Work instructions -
Please count the rows below that contain the word "person", treating uppercase and lowercase as different, and reply with that number alone.
==*==
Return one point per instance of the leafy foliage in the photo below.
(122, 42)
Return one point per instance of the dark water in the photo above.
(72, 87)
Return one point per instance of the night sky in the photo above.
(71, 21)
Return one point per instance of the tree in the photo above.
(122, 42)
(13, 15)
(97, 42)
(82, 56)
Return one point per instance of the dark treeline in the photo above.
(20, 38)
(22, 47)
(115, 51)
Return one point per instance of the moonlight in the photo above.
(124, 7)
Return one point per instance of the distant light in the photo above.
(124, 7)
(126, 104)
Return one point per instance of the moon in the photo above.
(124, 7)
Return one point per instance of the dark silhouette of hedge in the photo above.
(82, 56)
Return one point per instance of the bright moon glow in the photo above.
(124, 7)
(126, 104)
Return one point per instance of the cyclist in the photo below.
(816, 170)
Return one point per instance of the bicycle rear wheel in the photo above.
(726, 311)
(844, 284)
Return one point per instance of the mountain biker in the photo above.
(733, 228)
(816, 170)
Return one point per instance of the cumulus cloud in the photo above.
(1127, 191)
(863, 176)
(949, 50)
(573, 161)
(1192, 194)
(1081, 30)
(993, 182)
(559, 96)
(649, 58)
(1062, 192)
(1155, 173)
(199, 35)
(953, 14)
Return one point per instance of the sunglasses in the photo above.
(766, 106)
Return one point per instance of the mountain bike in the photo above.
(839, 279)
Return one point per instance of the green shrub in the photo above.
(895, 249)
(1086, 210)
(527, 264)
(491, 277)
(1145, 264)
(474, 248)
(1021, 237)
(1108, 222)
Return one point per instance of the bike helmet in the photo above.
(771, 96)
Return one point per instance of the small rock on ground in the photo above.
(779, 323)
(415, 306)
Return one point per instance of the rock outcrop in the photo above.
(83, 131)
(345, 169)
==*==
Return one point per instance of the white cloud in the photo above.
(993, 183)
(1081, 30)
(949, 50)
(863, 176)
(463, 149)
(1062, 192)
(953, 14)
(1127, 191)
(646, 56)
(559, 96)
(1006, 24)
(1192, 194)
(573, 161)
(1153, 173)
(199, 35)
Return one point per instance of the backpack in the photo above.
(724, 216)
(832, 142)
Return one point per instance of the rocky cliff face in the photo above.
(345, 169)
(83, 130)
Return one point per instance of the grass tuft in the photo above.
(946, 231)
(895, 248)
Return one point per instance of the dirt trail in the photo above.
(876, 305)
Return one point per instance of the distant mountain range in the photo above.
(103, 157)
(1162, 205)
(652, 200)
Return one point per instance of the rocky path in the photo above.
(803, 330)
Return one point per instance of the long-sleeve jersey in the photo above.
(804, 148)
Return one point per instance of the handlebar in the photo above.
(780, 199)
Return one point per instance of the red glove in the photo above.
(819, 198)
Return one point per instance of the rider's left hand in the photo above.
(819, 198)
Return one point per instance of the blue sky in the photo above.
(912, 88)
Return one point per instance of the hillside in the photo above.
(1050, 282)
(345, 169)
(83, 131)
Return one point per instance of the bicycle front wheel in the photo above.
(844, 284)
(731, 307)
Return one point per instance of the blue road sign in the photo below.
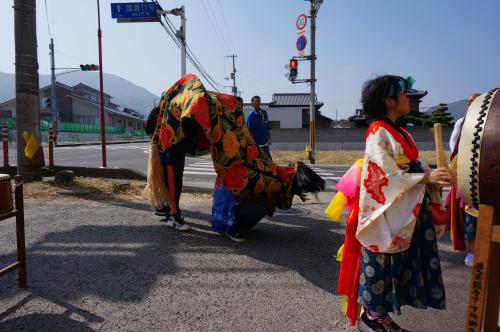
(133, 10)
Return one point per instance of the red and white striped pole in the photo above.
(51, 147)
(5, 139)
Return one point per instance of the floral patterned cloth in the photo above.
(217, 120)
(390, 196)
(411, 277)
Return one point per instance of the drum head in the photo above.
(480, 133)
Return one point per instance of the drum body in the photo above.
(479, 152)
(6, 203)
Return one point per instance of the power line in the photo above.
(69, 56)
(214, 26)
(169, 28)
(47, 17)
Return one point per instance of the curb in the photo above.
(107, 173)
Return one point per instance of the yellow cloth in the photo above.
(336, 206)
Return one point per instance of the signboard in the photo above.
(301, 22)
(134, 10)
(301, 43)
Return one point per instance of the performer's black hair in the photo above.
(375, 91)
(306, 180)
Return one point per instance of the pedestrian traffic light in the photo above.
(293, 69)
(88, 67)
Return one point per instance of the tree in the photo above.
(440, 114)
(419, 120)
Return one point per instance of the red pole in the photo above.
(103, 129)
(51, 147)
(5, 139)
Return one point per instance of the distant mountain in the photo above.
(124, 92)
==*==
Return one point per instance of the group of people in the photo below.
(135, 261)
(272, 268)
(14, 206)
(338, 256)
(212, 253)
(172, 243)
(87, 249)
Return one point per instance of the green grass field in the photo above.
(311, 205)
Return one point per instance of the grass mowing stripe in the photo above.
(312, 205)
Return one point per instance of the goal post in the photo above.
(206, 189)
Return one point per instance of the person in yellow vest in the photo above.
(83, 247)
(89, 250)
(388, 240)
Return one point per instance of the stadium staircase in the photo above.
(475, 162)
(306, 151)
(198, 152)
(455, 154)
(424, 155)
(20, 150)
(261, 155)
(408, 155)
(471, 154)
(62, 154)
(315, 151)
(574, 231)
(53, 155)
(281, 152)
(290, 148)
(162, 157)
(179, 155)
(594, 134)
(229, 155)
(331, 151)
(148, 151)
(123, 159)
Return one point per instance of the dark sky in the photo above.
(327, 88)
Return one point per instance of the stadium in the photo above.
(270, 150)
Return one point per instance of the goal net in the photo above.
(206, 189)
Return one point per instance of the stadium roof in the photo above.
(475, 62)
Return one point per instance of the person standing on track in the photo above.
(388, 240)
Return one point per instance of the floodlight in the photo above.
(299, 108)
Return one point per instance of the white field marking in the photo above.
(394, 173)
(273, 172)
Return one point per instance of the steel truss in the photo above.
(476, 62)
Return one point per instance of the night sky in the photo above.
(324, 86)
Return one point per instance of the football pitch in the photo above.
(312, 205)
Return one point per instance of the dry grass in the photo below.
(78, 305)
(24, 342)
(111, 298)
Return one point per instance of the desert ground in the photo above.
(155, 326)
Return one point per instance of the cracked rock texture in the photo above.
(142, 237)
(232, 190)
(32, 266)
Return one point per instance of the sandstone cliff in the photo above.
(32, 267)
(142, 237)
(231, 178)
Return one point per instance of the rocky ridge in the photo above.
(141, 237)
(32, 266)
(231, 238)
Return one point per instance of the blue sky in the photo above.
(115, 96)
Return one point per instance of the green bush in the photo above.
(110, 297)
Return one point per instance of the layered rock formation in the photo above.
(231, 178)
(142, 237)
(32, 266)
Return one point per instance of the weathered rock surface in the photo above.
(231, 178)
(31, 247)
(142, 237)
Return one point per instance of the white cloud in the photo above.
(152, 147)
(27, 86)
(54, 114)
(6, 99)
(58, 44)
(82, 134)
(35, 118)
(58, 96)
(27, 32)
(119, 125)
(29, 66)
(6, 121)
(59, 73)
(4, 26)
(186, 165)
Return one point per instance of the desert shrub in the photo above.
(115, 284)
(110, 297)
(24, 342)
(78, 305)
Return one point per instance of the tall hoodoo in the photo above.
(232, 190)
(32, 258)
==*==
Result -
2